* _Worum es geht_
Zähle die Zeilen der folgenden Daten, in denen die Zeichenfolge „sill“ vorkommt. Gib nur die Anzahl an.
---- Gegebene Daten
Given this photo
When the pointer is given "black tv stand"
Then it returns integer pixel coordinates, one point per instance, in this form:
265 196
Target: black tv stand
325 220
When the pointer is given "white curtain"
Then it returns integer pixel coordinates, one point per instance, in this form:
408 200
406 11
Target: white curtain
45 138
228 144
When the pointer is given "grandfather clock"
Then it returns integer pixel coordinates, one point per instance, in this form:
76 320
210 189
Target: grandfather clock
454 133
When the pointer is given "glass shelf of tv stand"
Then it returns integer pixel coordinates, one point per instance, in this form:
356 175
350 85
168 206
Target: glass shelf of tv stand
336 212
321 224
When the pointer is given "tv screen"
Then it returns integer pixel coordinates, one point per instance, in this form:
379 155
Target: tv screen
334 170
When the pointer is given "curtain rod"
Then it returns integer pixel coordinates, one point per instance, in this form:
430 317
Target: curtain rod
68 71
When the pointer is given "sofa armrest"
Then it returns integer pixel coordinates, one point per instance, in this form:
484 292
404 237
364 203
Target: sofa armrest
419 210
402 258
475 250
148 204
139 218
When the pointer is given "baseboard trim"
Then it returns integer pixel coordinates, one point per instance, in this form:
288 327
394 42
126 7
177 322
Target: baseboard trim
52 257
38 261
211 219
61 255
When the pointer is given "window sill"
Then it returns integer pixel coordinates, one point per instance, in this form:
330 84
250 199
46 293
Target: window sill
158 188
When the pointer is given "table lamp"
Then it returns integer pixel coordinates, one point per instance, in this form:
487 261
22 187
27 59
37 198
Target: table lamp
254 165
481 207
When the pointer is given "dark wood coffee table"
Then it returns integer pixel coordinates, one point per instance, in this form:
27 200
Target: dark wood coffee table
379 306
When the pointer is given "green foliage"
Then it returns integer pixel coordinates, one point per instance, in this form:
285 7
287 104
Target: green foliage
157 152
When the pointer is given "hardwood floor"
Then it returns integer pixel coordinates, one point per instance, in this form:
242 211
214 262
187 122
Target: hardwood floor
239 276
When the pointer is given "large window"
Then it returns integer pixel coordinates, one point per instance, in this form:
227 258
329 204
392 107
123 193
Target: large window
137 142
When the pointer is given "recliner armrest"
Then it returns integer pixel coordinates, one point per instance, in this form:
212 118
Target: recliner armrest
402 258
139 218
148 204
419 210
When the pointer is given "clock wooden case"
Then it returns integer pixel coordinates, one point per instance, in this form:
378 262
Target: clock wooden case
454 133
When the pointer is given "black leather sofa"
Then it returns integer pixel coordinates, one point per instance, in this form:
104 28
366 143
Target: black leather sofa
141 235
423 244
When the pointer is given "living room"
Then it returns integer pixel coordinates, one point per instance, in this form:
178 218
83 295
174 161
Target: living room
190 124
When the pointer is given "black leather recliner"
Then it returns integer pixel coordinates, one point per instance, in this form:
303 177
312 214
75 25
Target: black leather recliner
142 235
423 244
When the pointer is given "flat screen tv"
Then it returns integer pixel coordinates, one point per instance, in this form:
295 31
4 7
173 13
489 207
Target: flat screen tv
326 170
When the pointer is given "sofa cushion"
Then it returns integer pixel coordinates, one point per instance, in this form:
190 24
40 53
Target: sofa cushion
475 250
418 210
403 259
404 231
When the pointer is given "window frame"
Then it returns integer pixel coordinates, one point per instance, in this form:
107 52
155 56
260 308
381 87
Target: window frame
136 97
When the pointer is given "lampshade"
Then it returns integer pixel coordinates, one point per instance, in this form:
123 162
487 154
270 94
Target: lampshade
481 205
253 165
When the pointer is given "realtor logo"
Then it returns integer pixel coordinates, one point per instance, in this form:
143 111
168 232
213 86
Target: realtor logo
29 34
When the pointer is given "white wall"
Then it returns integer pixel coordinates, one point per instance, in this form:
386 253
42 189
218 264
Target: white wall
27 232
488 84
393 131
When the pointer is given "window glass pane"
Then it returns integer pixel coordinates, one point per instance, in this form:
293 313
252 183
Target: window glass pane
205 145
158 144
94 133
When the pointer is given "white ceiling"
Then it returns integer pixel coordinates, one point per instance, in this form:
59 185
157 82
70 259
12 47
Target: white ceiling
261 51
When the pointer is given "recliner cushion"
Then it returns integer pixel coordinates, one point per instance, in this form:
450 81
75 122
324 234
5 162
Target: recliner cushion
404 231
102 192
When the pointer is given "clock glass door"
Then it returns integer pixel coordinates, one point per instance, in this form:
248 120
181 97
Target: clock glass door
--------
* _Lösung der Aufgabe_
2